WHAT TO WORK ON
State how many lines in the listing below hold "xmlns", with no other words.

DATA LISTING
______
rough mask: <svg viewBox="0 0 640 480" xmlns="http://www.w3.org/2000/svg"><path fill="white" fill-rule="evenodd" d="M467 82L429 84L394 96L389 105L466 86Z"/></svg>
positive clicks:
______
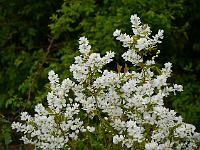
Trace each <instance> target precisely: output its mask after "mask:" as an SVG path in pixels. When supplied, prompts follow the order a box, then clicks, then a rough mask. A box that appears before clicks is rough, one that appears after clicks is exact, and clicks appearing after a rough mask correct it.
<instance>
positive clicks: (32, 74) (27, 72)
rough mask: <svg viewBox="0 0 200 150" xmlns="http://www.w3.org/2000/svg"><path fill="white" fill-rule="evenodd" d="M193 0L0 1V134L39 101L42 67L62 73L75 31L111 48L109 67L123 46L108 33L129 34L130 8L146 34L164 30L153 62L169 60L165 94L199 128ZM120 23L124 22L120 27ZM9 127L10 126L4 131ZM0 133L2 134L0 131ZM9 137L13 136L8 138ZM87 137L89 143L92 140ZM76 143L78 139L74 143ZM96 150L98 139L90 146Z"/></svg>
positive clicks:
______
WRITTEN SOLUTION
2